**WHAT TO DO**
Write out only the lines from the line that holds "of the blue" to the end of the listing below, inclusive, with the pictures omitted.

**INPUT ROWS**
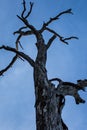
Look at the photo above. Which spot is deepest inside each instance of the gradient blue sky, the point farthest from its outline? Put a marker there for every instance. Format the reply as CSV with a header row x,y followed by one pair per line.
x,y
66,62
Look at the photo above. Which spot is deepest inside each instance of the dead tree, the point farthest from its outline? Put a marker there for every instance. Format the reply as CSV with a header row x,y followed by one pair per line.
x,y
49,100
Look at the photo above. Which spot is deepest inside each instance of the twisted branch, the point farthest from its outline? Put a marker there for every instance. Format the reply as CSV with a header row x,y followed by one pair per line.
x,y
69,11
62,39
21,54
69,88
24,9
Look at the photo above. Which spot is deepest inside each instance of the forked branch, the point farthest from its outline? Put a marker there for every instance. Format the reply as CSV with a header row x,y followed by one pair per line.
x,y
69,11
21,54
62,39
24,10
9,66
69,88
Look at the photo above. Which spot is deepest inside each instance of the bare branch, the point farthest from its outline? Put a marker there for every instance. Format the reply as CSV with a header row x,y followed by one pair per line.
x,y
21,54
69,11
33,29
9,66
62,39
24,9
69,88
50,41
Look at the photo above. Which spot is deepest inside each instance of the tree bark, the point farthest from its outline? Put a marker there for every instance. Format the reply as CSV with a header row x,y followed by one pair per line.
x,y
49,100
48,104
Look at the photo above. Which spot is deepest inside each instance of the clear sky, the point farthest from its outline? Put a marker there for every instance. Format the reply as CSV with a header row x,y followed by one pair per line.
x,y
66,62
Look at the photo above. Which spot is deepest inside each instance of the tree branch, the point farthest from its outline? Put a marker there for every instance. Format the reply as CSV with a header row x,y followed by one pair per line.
x,y
21,54
50,41
24,17
69,11
24,9
69,88
62,39
9,66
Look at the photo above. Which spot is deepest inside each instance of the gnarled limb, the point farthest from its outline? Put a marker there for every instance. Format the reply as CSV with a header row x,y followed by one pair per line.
x,y
21,54
24,17
50,41
9,66
24,10
62,39
69,11
69,88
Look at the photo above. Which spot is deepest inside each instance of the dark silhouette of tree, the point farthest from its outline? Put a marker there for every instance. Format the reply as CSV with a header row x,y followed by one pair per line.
x,y
49,100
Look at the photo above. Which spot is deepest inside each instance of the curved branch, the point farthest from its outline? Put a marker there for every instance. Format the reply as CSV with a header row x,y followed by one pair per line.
x,y
21,54
69,88
24,9
62,39
69,11
9,66
50,41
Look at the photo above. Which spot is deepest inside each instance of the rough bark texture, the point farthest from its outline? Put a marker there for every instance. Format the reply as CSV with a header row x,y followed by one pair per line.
x,y
49,100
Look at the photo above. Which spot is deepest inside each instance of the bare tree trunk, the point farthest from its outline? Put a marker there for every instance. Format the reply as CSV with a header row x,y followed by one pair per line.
x,y
48,104
49,100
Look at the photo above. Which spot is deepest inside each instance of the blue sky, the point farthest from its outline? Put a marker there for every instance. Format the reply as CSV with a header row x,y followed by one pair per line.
x,y
66,62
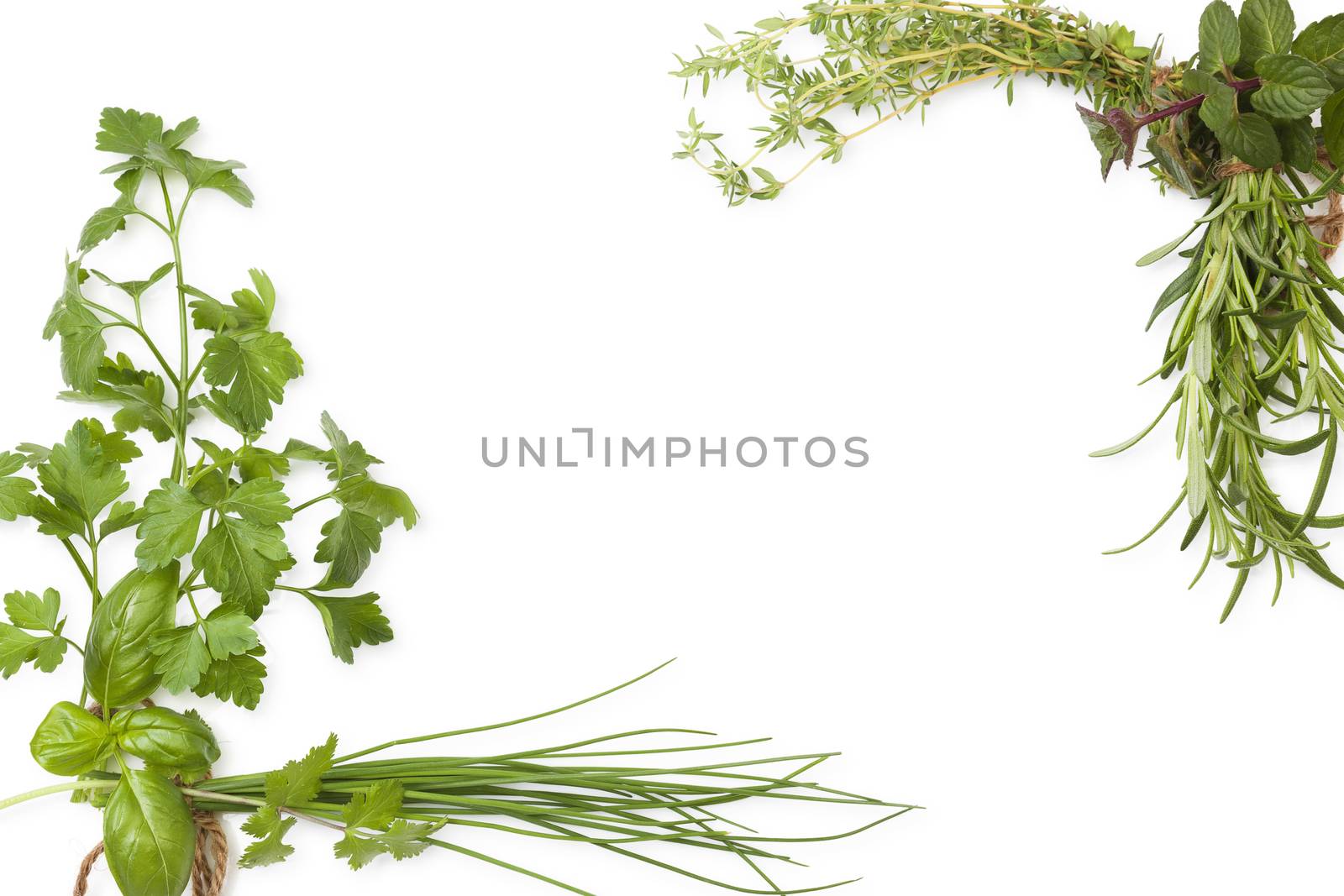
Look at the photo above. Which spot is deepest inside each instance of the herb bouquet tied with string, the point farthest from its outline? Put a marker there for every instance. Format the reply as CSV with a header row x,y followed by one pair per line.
x,y
212,553
1252,127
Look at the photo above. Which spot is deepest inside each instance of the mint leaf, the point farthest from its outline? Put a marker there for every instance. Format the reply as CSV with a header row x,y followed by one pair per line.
x,y
237,679
171,524
183,658
1268,27
1220,38
353,622
349,543
78,476
15,490
255,371
1323,43
27,610
242,560
1297,137
1290,86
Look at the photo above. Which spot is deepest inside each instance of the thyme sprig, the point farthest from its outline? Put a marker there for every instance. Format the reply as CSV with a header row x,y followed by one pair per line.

**ANSWER**
Look at the photo above. Which spot is deepest inside each instance of the blue sky, the point farthest from its outline? Put a marker there for every instance. Format the reply as CSV with a header row x,y followed by one pair per line.
x,y
66,62
Look at the photo above. Which spot is deepest inside each instance of the herb bouquet tied with string, the point farthest from its outline? Put a marker there for every instance. Format the reply as CSV with a header row x,y followed by one pair per line.
x,y
212,553
1252,127
Look at the photo above. Which spot is deepest inside each instance of the mint leaf, the point farthest from its outline? Put a marker there for every instance. Format the reply as CSV with a header row x,y followed by one pair per line.
x,y
237,679
171,524
183,658
1268,27
1220,38
353,622
349,543
78,476
15,490
255,371
1323,43
27,610
242,560
1297,137
1290,86
Look at the photo above. Which spot is deepest inside each instance of the thyme sprig, the point farthest from its outline? Put a marker there for every instance. Format the reply as CSV with a header row x,y followed by one pair per line.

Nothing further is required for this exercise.